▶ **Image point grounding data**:
BEGIN

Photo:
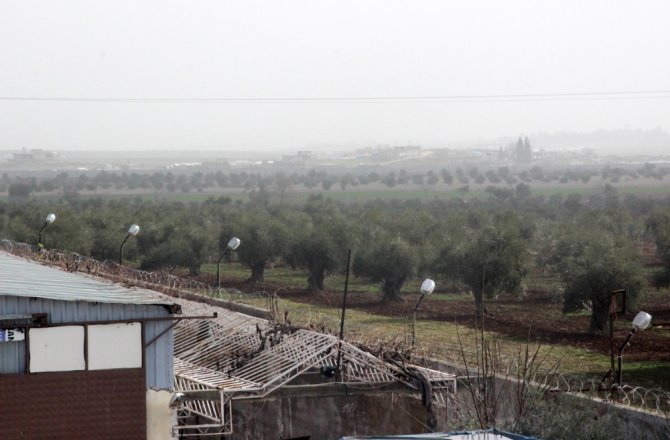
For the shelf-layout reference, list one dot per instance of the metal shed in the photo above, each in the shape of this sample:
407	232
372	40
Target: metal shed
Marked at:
80	357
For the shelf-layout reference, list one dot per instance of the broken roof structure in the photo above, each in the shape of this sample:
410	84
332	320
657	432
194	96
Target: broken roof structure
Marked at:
238	356
224	356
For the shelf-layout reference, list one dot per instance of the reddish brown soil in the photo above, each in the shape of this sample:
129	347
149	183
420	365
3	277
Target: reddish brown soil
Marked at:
508	316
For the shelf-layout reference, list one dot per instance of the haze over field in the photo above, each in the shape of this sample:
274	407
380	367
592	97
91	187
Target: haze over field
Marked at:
100	75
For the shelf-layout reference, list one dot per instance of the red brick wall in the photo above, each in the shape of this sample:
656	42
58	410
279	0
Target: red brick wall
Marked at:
97	405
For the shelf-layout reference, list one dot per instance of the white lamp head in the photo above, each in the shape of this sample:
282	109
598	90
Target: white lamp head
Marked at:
427	286
642	321
234	243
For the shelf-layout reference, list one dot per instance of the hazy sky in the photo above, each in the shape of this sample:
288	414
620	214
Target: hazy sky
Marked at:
152	50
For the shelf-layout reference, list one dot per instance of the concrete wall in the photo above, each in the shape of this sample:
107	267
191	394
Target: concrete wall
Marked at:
160	417
330	416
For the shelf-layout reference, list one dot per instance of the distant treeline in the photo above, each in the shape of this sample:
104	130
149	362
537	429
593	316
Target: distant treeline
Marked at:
65	184
485	246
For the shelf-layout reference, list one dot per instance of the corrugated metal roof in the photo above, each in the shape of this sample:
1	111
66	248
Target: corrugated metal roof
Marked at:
25	278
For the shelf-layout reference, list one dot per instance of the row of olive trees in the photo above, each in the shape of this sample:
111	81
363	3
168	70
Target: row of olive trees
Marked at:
486	247
282	181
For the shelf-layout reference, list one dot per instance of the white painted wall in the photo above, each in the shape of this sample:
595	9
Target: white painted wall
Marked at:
113	346
57	349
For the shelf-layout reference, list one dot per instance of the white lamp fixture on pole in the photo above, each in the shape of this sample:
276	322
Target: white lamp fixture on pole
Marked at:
232	245
642	321
132	230
427	288
50	219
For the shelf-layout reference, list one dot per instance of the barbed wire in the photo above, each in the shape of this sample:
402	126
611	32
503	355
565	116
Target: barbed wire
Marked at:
653	400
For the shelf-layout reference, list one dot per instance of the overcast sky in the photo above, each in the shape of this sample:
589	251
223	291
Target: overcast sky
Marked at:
153	50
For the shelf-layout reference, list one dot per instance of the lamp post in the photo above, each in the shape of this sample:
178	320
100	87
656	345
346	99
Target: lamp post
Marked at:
642	321
132	230
344	309
233	244
50	219
427	288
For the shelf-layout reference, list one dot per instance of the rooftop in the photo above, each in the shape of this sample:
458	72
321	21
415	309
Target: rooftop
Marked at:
25	278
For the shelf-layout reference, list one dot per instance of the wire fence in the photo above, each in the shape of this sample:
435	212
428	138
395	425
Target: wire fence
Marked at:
652	400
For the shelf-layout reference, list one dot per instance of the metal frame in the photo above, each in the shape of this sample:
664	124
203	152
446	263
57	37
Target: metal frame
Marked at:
235	356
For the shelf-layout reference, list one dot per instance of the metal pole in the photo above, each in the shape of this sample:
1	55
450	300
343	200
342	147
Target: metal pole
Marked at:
416	308
344	309
39	239
623	346
218	269
121	250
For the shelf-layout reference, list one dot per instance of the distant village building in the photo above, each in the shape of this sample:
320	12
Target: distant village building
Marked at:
300	158
523	153
35	154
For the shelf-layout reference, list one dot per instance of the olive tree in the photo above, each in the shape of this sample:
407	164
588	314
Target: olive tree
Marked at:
489	259
593	261
389	261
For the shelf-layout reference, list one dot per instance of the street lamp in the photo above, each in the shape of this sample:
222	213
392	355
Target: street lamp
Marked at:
427	288
642	321
233	244
50	219
132	230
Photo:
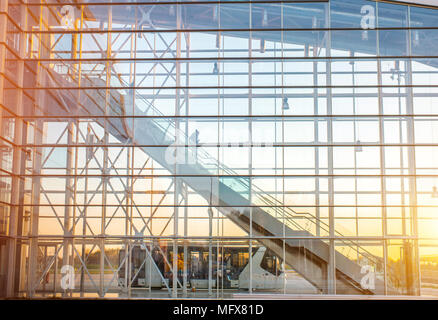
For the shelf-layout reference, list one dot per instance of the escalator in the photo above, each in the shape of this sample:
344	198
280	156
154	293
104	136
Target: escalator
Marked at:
220	186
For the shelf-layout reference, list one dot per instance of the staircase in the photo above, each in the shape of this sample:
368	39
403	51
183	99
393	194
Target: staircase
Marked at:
225	190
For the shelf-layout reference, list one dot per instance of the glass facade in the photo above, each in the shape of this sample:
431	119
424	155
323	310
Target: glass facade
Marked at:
218	148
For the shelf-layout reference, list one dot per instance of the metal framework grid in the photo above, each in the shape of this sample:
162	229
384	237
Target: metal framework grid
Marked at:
353	156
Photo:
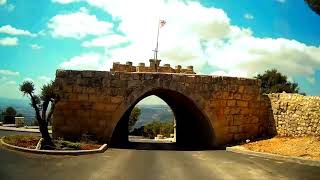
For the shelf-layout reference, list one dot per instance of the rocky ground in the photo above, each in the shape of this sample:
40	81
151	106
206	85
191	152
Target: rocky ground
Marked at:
306	147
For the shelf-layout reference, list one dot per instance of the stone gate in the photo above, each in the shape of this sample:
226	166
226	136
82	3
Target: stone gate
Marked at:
209	110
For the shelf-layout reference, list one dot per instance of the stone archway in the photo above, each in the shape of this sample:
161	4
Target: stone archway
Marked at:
94	102
193	128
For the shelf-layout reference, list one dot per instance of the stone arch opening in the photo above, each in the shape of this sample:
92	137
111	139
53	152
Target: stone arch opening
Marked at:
155	117
193	128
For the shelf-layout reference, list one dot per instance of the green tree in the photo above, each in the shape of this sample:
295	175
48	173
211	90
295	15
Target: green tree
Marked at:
19	115
275	82
314	5
10	111
151	130
8	115
133	118
40	104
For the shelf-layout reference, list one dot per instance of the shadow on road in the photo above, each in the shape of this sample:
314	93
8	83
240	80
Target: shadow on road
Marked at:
163	146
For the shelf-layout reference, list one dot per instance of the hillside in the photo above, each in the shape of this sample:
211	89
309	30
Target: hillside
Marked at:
150	113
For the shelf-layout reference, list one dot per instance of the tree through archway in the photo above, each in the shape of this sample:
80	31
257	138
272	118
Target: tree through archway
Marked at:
152	121
193	129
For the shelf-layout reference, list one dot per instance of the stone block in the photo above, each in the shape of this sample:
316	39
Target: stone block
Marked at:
231	103
233	129
83	97
117	99
242	103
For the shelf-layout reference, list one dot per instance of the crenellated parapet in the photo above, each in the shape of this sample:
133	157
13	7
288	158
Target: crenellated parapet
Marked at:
153	67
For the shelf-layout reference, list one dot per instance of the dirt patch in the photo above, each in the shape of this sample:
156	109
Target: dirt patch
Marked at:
306	147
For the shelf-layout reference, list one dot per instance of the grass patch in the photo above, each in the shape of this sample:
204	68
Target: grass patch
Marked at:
306	147
26	141
31	141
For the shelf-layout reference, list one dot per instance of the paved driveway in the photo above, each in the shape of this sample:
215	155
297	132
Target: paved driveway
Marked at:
149	164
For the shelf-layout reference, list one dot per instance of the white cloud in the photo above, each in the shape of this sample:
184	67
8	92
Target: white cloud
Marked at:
35	46
8	29
203	37
105	41
11	82
9	72
78	25
8	41
44	78
65	1
88	61
2	2
28	79
248	16
10	7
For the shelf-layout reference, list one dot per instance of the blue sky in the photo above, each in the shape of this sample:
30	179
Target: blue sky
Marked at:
217	37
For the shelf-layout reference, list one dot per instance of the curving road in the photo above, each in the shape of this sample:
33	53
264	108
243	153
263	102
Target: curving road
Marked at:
149	164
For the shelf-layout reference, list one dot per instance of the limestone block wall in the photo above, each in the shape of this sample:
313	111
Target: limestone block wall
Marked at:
295	114
94	101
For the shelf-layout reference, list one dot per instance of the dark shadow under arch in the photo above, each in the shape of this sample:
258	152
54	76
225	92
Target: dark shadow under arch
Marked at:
193	128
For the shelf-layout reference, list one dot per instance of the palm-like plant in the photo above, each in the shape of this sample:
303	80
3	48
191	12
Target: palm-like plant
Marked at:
40	105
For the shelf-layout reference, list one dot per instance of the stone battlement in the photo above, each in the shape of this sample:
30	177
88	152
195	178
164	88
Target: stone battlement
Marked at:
154	67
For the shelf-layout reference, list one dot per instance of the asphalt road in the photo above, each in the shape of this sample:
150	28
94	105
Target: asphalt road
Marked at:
149	164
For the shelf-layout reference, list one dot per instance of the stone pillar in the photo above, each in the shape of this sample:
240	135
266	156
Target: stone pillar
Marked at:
141	67
152	64
174	130
129	63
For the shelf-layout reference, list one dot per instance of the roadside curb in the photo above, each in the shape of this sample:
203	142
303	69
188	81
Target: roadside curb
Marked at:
299	160
21	130
102	149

END

▶ **TASK OBJECTIVE**: When a line in the data holds the word "under", show that line.

▶ **ANSWER TO THIS PROBLEM**:
For the shelf-layout reference, list one dot per instance of the dark shadow under arch in the photo above, each in the shape of this sample:
Target: dark shadow under arch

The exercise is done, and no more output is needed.